→ TASK DIRECTIONS: Which lines in the items below contain the word "light"? Show each of those lines in full.

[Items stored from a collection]

-- Start --

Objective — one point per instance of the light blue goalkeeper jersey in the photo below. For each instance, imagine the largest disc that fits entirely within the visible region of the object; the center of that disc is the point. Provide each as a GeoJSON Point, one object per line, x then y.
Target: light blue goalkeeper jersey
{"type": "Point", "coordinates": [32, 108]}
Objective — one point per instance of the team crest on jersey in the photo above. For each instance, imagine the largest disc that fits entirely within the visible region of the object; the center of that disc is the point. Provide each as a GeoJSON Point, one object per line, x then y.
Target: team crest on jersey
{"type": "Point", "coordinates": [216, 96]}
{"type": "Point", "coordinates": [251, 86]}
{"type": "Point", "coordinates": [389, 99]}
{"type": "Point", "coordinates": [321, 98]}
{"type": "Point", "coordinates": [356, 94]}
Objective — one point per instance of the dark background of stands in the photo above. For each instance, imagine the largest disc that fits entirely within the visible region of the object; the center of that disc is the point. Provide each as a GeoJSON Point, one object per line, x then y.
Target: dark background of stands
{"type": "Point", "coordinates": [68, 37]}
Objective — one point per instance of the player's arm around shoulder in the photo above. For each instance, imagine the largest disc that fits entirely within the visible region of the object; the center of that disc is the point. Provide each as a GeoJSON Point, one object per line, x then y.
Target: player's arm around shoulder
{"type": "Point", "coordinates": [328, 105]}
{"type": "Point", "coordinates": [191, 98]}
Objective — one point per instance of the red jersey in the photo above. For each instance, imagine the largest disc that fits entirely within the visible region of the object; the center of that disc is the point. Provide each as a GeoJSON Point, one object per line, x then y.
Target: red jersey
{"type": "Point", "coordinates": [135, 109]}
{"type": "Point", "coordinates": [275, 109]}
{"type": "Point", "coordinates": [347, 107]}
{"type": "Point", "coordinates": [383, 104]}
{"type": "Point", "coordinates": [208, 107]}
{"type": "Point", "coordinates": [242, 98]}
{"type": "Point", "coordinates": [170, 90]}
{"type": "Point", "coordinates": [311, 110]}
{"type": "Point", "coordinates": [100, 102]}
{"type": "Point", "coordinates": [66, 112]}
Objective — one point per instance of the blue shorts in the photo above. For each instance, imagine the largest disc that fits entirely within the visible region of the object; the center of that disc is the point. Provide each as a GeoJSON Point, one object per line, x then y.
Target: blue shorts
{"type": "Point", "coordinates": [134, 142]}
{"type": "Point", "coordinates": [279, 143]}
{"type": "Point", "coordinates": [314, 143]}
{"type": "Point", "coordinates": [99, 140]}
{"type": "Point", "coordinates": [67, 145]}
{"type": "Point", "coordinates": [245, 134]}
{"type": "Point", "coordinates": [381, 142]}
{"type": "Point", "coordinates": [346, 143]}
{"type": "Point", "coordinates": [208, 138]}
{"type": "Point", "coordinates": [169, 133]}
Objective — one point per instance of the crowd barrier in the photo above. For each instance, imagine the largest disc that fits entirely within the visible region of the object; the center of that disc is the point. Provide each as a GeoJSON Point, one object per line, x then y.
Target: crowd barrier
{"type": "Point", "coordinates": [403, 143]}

-- End --
-- Start --

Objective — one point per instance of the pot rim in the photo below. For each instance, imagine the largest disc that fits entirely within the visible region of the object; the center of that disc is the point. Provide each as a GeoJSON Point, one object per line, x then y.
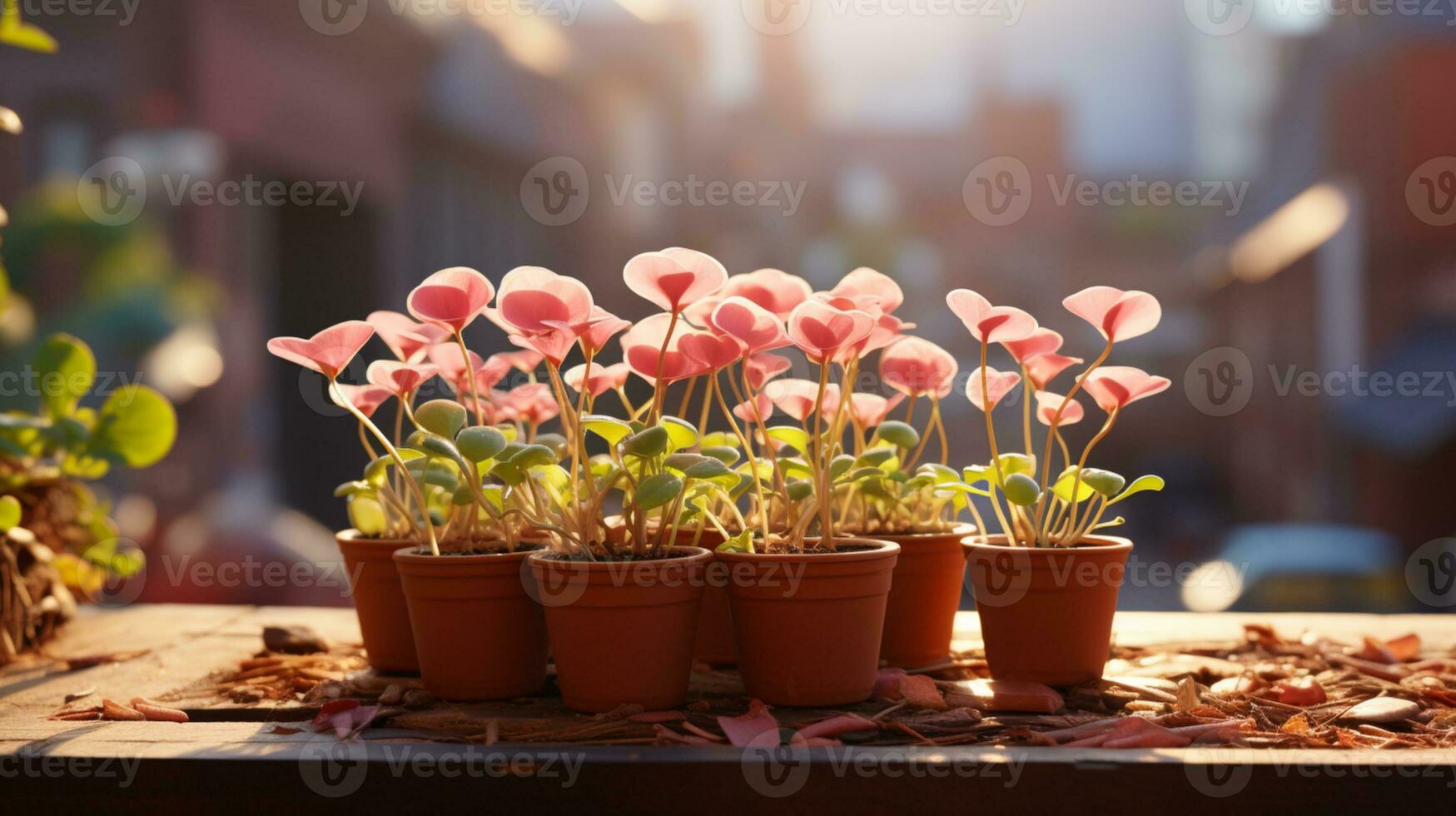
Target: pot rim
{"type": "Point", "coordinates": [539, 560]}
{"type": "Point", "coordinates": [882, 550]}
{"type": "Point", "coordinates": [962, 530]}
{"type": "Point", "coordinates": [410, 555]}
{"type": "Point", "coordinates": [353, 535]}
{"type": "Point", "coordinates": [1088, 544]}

-- End --

→ THE SOLUTION:
Objective — one point per instance of the light blue goalkeeper jersey in the photo below. For each instance, imagine the largest disc that fits entirely within the visible region of the object; the center of that disc is the point. Provide each as a GeoJSON Point, one object per line, x then y.
Target: light blue goalkeeper jersey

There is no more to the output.